### Goal of the exercise
Copy out, word for word, the lines from the one containing "Where can you see the id" through the one containing "point(616, 527)", both included. Leave any pictures out of your copy.

### Stored dataset lines
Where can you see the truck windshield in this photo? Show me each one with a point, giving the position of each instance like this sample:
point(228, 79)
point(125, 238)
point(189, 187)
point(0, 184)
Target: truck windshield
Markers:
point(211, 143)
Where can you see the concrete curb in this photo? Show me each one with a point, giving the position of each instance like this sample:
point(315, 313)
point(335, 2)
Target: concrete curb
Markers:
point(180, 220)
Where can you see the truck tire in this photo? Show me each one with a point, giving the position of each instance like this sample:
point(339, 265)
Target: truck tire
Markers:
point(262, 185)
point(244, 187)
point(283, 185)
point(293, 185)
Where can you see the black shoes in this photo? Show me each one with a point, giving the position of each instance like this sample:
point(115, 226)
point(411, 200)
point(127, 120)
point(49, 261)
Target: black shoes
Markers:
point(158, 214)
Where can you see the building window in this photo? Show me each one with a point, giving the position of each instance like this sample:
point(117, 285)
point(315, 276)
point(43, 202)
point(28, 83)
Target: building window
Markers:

---

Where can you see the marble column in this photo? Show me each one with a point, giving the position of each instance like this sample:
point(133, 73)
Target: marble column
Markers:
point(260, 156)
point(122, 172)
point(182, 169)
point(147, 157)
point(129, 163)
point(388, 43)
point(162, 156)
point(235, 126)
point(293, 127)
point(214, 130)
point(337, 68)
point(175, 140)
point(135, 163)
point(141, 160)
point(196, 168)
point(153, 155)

==

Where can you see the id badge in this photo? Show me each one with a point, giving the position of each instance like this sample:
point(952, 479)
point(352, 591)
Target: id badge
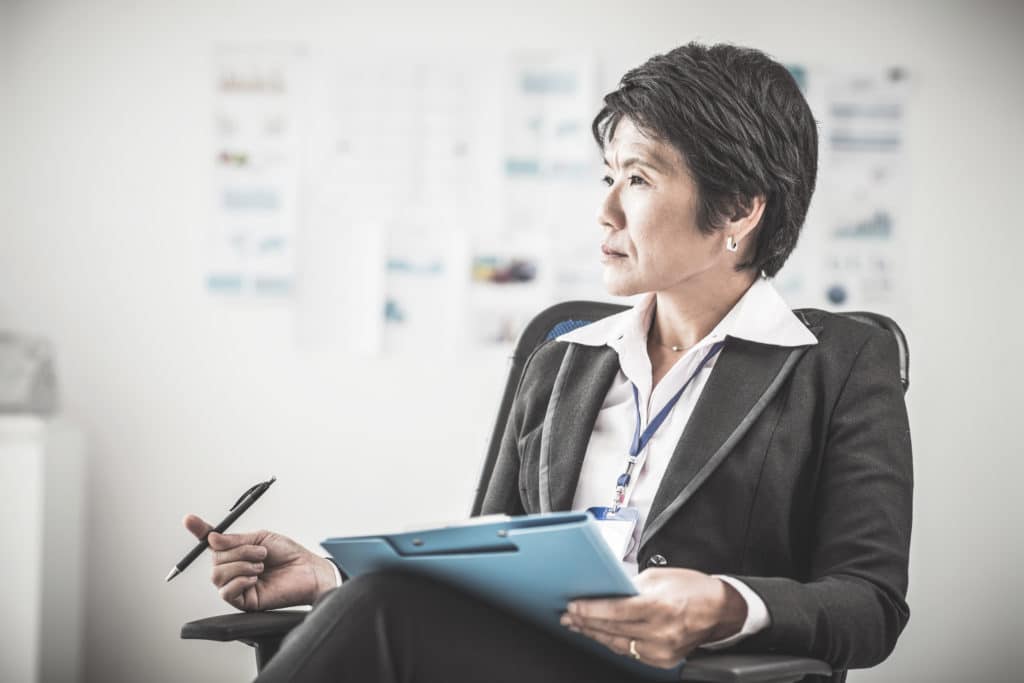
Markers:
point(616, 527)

### Solution to this exercise
Where can you see the id badge in this photo? Show me each one with a point, giving the position of each instance like this sample:
point(952, 479)
point(352, 591)
Target: id badge
Markers:
point(616, 527)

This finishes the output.